== Segment start ==
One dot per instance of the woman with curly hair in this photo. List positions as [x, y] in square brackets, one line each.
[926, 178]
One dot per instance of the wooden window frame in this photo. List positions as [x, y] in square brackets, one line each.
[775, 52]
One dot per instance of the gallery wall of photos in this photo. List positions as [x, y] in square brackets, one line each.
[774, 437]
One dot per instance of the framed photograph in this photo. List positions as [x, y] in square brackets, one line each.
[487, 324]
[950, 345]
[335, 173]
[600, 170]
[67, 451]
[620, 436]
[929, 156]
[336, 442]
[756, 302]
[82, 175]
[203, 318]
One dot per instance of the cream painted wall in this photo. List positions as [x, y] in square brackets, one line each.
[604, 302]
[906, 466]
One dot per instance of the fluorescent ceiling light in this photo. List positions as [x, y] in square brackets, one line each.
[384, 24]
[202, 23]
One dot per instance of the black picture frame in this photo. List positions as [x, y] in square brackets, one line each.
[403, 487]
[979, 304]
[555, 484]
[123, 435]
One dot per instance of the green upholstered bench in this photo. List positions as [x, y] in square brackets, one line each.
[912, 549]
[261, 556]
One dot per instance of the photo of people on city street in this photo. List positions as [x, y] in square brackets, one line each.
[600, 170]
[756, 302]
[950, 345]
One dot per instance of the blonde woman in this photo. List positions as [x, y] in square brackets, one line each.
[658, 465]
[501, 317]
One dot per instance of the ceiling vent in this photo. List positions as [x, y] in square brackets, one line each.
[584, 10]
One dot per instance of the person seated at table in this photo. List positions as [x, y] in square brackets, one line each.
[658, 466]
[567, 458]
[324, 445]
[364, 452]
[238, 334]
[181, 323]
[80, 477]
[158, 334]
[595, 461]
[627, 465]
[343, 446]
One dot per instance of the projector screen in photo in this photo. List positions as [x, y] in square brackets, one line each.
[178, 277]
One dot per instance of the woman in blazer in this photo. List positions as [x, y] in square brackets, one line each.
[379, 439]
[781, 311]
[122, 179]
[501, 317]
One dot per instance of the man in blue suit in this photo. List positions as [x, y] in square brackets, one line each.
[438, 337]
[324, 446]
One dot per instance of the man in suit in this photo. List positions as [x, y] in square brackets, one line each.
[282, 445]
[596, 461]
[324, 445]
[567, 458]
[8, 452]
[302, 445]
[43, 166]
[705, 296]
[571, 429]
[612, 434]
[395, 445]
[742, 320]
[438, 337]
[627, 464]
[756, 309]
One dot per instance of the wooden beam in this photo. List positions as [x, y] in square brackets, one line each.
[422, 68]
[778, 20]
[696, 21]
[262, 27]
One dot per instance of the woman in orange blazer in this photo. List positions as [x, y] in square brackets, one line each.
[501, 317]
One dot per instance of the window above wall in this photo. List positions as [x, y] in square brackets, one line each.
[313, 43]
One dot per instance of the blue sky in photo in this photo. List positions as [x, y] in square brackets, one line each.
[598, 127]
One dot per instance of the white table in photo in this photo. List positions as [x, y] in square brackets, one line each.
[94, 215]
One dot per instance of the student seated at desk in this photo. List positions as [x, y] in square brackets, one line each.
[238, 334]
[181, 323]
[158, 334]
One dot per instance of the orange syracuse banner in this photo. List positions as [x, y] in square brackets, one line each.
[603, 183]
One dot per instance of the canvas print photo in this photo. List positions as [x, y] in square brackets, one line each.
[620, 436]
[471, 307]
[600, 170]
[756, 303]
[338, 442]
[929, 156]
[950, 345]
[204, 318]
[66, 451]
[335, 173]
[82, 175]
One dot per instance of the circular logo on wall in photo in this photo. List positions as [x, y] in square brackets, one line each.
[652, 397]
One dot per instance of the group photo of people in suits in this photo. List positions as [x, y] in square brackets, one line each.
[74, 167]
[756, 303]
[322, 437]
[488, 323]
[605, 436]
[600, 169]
== Segment end ==
WHAT TO WORK ON —
Give the data again, exactly.

PROBLEM SOLUTION —
One dot per instance of the woman with curly hair in this photo. List positions as [x, y] in square brackets, one line each.
[926, 178]
One dot per instance of the wooden window frame in this photo. List positions as [x, y] in square brackets, one line each.
[775, 52]
One dot per instance of the gallery wall of photos in this photo. List positions as [x, y] in square brackets, one line each.
[774, 437]
One dot per instance of the framed photograph in this photo. List positions as [x, y] in square brackets, one line each.
[487, 324]
[950, 345]
[335, 173]
[600, 170]
[67, 451]
[620, 436]
[929, 156]
[336, 442]
[756, 302]
[82, 175]
[203, 318]
One dot per instance of the cream painted wall in this photo. List positions as [x, y] in square brackets, one line each.
[604, 302]
[906, 466]
One dot per instance of the fluorescent ceiling light in this photo. List positions as [x, y] in square brackets, one line each.
[384, 24]
[202, 23]
One dot per instance of the black picture frame in this photo. List positions as [x, y] in square brackets, one line each.
[403, 487]
[979, 304]
[555, 484]
[123, 435]
One dot per instance of the green upholstered bench in this photo. List positions as [x, y] in square brackets, one line each.
[912, 549]
[261, 556]
One dot per instance of the photo of people on city street in this photo. List positions as [x, y] in square brackets, one line each.
[600, 170]
[756, 302]
[950, 345]
One dot per instance of the blonde woman in this photo. List positions as [x, y] in square brackets, one line each.
[658, 465]
[501, 317]
One dot per instance of the ceiling vent in this photo. List positions as [x, y] in square brackets, one line each.
[584, 10]
One dot per instance of the person seated at table in this photo. List positions as [x, y] in square brackets, one line each.
[658, 466]
[567, 458]
[324, 445]
[364, 452]
[238, 334]
[181, 323]
[80, 477]
[158, 334]
[595, 461]
[627, 465]
[343, 446]
One dot per instance of the projector screen in photo in this photo. List positions as [x, y] in square brackets, one line each.
[178, 277]
One dot per instance of the woman in blazer in this photo. List positions as [x, y] in square brackets, one line each.
[379, 439]
[781, 311]
[122, 179]
[501, 317]
One dot per instance of the man in blue suit in this photo. List positions as [x, y] in square brackets, one line each.
[438, 337]
[324, 446]
One dot per instance of the man in suit in this photo. List positions as [x, y] in square brackets, one line each.
[282, 445]
[596, 461]
[324, 445]
[567, 458]
[8, 452]
[302, 445]
[43, 166]
[705, 296]
[571, 429]
[612, 434]
[395, 445]
[742, 320]
[438, 337]
[627, 464]
[756, 309]
One dot per instance of the wooden beam in this photo. List positions as [x, y] in square brackets, one line each.
[422, 68]
[778, 20]
[696, 21]
[262, 27]
One dot per instance of the woman in orange blazer in this photo. List positions as [x, y] in square brackets, one line each.
[501, 317]
One dot per instance of the window above wall in this photo. List positions as [x, y] in square brackets, one line each.
[313, 43]
One dot per instance of the blue sky in photo in this photo. List positions as [x, y] in square brackets, one line each.
[598, 127]
One dot per instance of the white table in photo in this photo. List positions as [x, y] in square brackets, one line each.
[94, 215]
One dot per instance of the student seated at desk in this photo. List positions as [x, y] in square brackets, one line each.
[238, 334]
[181, 323]
[158, 334]
One dot per instance of the orange syracuse banner in this photo. List positions as [x, y] in square brackets, one line each.
[603, 183]
One dot per instance of the canvas print photo in this photo. List positions as [x, y] in square brackets, one line each.
[620, 436]
[471, 307]
[600, 170]
[756, 303]
[338, 442]
[929, 156]
[950, 345]
[204, 318]
[66, 451]
[335, 173]
[82, 175]
One dot per instance of the circular logo on wall in photo in this photo. List positions as [x, y] in square brackets, one line each.
[652, 397]
One dot per instance of the group photo of people in suits in this photo. List positions as [x, y] in square brackets, one line each.
[74, 167]
[756, 303]
[322, 437]
[488, 323]
[605, 436]
[600, 169]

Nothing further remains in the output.